Conjunto de tareas —
[1] ¿En qué año nació Emmanuel Mouret, según la crítica?
[2] Copia literalmente el fragmento de la crítica que comienza en las palabras "El amor y el" y termina después de "las carteleras españolas.".

Texto citado —
********************

Crítica de ‘Tres Amigas’: Una tesis sobre el amor bajo la batuta del maestro Mouret.

El amor y el deseo son temas recurrentes desde que el cine lo es, y a lo largo de la historia encontramos ejemplos que han alcanzado la excelencia en torno a las relaciones sentimentales puestas a prueba por la duda emocional y la atracción física hacia un tercero ajeno a la pareja, como en el caso de la obra maestra de F.W. Murnau, Amanecer (1927), o Manhattan (1979), de un Woody Allen en cuya escuela podríamos emparentar temáticamente a Emmanuel Mouret, director de esta tragicómica Tres amigas, que llega ahora a las carteleras españolas.
Los enredos sentimentales y tropos amorosos entre varios personajes son la base de la filmografía de este cineasta marsellés nacido en 1970. La exploración de la aventura como punto de fuga de una relación sentimental estable pero estancada, las consecuencias y sentimientos que surgen de estas conexiones extramaritales y la gestión de las emociones por parte de sus personajes están presentes en toda su obra y alcanzan cotas cinematográficas altísimas en sus dos últimas producciones: Las cosas que decimos, las cosas que hacemos (2020) y Crónica de un amor efímero (2022).

Mouret se ha convertido en un cineasta con voz propia y sus más de diez películas tienen unas señas de identidad formal y narrativa totalmente reconocibles. Y precisamente Tres amigas representa la depuración y progreso de su manera de hacer cine, así como su evolución temática al introducir, por primera vez, un elemento trágico en su trama.
El punto de partida de Tres amigas es la presentación de los tres personajes que dan nombre a la película. Joan es una profesora de instituto que ha perdido el amor por su marido, Victor, y le confiesa a su amiga, y compañera de trabajo, Alice, que no ser honesta con él le está causando mucho sufrimiento. Alice, en cambio, tiene una visión más cínica de las relaciones sentimentales e intenta convencer a Joan de que el amor es algo fútil y que la mejor manera de abordar una relación de pareja, como ella hace con la suya, Eric, es fingir que todo va bien aunque no esté enamorada. El tercer elemento de esta amistad es Rebecca, única soltera de las tres, que mantiene una aventura con la pareja de Alice. Joan decide ser fiel a sus principios y confiesa a Victor que ha dejado de amarle, algo que tendrá una repercusión trágica y será el motor que mueva la historia de estas tres amigas en adelante.

En primer lugar, la trama se cuenta a través de un narrador omnisciente que no es otro que Victor, el marido de Joan, que, mediante una voz en off extradiegética, reflexiona sobre los diferentes hechos que le ocurren a los personajes e incluso realiza un introspectivo análisis sobre el amor físico y el extracorpóreo, que sirve como complejo estudio sobre qué es realmente el amor, algo que supone el mayor interés emocional del film.
El guion, escrito por el propio Moret junto con Carmen Leroi, entrelaza las diferentes relaciones sentimentales de los protagonistas, a la vez que otorga al espectador información que los personajes desconocen, lo que genera una situación de interés por las diferentes reacciones de estos a los acontecimientos, mientras todo se apoya por unos ingeniosos diálogos, una cuidada puesta en escena y actuaciones de altura por parte de todo el reparto.

********************

Material proporcionado —

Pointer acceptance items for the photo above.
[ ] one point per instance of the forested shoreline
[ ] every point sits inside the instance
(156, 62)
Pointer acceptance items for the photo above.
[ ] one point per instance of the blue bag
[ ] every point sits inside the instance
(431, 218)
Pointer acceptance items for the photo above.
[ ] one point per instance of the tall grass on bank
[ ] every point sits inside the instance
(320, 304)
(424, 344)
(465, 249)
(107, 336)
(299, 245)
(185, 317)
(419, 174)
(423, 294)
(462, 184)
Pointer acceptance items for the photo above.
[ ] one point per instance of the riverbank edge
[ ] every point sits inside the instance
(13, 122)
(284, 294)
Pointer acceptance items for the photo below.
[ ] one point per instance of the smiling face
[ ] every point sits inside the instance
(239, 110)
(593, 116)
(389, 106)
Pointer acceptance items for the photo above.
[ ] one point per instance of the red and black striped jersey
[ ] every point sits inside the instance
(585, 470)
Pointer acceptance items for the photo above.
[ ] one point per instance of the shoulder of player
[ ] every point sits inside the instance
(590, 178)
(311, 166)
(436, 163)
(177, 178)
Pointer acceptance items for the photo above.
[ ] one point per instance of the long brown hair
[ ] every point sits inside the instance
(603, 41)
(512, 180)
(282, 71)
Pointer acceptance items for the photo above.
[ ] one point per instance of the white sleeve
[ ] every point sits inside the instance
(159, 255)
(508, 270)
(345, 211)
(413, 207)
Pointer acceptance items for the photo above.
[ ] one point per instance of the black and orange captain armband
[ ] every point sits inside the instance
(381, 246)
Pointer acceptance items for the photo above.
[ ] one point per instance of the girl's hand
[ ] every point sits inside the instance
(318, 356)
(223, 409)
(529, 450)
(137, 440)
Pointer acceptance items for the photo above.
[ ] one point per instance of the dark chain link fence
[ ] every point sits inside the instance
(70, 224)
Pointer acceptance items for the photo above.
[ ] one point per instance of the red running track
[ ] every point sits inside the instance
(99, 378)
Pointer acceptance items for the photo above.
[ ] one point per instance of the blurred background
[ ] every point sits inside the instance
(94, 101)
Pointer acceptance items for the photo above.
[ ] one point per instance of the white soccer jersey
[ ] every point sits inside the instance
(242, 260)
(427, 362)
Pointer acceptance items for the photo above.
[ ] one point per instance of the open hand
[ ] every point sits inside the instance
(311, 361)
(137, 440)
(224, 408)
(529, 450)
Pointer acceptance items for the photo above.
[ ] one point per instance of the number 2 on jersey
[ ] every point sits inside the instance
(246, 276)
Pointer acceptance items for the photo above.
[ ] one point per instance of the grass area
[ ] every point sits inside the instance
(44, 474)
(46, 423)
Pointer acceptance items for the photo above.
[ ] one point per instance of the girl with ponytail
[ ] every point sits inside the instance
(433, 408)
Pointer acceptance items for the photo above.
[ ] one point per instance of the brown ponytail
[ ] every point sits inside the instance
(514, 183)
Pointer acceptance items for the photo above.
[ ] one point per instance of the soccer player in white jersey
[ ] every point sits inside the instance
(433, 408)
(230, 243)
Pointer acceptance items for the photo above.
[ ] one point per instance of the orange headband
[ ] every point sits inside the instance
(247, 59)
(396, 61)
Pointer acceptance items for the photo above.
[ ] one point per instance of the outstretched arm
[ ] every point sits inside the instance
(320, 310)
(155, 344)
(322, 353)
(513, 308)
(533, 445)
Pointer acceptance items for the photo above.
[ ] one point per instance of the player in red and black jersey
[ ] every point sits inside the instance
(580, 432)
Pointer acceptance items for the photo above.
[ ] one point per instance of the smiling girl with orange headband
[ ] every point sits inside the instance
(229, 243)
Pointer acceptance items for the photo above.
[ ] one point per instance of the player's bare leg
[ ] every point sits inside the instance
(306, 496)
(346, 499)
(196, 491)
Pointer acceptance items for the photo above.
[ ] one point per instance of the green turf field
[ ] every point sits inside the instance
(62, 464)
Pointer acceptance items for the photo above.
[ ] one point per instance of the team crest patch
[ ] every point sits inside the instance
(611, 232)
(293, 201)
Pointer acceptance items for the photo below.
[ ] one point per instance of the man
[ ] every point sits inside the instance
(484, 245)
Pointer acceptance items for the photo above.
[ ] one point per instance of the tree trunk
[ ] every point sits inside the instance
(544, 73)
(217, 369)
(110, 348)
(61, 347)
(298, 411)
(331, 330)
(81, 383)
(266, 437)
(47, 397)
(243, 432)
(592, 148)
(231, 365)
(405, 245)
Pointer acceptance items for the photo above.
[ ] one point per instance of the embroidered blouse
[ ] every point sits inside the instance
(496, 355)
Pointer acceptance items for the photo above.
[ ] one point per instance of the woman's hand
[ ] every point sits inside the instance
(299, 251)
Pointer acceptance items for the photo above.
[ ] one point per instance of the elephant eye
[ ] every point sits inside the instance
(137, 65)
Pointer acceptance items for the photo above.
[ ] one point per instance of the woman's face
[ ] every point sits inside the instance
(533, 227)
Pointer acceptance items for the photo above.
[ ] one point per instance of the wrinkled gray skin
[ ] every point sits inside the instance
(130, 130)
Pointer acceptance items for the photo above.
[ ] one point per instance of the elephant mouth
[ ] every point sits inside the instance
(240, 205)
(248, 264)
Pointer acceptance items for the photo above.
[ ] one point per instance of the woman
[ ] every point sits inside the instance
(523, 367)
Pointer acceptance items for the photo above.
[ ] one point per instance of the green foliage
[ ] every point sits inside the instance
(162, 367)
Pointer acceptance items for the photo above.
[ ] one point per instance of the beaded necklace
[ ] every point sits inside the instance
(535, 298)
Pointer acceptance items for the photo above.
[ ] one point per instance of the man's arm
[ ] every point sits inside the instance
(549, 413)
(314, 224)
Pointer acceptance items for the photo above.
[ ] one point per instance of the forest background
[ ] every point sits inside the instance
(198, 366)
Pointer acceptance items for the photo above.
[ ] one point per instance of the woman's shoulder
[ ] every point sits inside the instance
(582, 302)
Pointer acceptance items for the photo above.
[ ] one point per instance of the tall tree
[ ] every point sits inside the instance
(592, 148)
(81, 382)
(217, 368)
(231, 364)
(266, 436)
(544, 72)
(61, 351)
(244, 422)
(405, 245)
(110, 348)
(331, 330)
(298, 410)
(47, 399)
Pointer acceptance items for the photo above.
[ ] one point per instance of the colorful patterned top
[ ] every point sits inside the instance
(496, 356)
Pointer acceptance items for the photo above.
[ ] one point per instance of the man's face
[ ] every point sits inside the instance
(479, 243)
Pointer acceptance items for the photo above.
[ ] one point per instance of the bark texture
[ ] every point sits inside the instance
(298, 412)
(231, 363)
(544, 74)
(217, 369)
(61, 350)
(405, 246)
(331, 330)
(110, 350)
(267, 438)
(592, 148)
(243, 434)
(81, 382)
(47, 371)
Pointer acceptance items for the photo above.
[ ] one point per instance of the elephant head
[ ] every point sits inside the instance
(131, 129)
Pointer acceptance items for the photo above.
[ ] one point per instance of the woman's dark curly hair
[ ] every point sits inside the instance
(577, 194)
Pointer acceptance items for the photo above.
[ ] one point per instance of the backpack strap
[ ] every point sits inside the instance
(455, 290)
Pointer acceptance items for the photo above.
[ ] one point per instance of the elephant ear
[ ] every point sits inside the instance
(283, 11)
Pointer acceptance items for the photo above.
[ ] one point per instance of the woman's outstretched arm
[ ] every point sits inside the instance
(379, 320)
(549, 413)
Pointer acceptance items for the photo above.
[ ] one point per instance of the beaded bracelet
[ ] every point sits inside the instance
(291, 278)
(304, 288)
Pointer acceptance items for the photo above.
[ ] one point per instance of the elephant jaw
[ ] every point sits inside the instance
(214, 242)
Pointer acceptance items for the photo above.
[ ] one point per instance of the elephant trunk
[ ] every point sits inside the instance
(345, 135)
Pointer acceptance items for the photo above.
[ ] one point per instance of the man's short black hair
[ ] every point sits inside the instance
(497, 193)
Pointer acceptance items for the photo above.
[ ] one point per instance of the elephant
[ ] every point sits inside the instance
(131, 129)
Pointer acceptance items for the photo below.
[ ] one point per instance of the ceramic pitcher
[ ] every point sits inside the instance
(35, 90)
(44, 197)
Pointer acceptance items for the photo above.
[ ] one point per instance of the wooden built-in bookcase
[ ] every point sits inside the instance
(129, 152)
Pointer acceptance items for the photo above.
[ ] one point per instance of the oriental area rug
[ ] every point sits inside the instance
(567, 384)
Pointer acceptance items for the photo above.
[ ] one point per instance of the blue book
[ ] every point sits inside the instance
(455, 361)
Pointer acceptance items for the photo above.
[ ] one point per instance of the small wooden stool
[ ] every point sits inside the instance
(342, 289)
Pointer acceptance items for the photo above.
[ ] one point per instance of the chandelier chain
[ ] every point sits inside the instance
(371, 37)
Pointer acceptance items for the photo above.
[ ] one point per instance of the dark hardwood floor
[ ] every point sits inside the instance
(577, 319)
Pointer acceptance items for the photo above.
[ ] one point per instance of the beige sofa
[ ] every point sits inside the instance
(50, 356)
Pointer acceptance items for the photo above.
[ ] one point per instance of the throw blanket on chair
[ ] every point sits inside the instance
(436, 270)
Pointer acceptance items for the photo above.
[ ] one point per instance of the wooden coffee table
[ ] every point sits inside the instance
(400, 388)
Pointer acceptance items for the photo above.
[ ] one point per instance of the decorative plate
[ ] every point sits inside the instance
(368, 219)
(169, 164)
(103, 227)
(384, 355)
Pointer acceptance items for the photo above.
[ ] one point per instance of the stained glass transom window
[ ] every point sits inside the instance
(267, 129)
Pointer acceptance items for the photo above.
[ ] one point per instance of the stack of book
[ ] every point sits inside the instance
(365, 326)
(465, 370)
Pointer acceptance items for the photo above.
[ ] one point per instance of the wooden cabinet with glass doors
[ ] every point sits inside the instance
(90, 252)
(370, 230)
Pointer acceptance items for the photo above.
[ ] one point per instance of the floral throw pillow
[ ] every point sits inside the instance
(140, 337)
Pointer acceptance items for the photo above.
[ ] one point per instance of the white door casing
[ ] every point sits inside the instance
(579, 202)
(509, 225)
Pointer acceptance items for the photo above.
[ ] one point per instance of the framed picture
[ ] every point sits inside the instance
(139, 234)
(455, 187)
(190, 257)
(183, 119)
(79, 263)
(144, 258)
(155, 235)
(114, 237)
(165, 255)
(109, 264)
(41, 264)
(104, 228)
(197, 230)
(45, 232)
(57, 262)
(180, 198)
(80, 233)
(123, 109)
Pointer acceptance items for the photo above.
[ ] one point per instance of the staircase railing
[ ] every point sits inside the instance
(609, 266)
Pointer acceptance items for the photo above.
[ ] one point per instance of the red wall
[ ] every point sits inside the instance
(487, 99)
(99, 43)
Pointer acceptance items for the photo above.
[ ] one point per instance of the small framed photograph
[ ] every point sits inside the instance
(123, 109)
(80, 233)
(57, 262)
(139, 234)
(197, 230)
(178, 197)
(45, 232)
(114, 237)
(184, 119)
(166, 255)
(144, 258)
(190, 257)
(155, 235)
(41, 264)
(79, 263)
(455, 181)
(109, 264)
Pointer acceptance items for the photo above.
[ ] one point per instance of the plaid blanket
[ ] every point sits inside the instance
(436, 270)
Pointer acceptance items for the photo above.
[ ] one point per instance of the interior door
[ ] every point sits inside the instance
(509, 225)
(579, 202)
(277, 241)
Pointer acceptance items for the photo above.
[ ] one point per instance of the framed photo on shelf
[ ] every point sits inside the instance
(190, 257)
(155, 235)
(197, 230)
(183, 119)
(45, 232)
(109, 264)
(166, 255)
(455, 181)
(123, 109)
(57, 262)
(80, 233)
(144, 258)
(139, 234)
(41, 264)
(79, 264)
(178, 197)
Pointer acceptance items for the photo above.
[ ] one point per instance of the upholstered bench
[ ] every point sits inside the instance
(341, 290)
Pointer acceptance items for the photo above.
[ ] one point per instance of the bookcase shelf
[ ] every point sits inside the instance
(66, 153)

********************

Respuestas por tarea —
[1] En 1970.

[2]
El amor y el deseo son temas recurrentes desde que el cine lo es, y a lo largo de la historia encontramos ejemplos que han alcanzado la excelencia en torno a las relaciones sentimentales puestas a prueba por la duda emocional y la atracción física hacia un tercero ajeno a la pareja, como en el caso de la obra maestra de F.W. Murnau, Amanecer (1927), o Manhattan (1979), de un Woody Allen en cuya escuela podríamos emparentar temáticamente a Emmanuel Mouret, director de esta tragicómica Tres amigas, que llega ahora a las carteleras españolas.